Every existing build kept working against the URLs it already had, no PR, no per team coordination, no flag day for 1000+ repos. Two edge constraints made it fiddly: the Gateway API caps a single route at 16 rules, so I split the set across several routes; and its rewrite filter is prefix only with no regex, so each repo needs its own explicit rule. Tedious, but the alternative was hundreds of synchronized config changes across teams I didn’t control.
Results
The headline: a 5× renewal, sidestepped. We were paying a license priced per node, on a pair of HA nodes, each a modest 4 core / 16 GB box, for what is architecturally a commodity blob store. When the renewal came back at five times the prior year, I replaced the whole thing instead. The license dropped to $0 (MIT), and the open source stack runs on a few thousand dollars a month of AWS for compute, Postgres, and S3, so a steeply rising license line became a small, flat cloud bill. The savings are real and recurring, and they widen every year the old contract would have escalated.

Try it
Reproduce the part of the license-replacement write-up starting with "Every existing build" and going on through "I didn’t control.". Work from the text alone.

Excerpted records
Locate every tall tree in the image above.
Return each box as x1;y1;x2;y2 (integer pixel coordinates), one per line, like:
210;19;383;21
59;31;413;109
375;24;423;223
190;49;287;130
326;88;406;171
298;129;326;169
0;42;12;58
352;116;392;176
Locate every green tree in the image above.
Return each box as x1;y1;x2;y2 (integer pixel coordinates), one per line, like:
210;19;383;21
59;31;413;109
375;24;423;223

Task answer
Every existing build kept working against the URLs it already had, no PR, no per team coordination, no flag day for 1000+ repos. Two edge constraints made it fiddly: the Gateway API caps a single route at 16 rules, so I split the set across several routes; and its rewrite filter is prefix only with no regex, so each repo needs its own explicit rule. Tedious, but the alternative was hundreds of synchronized config changes across teams I didn’t control.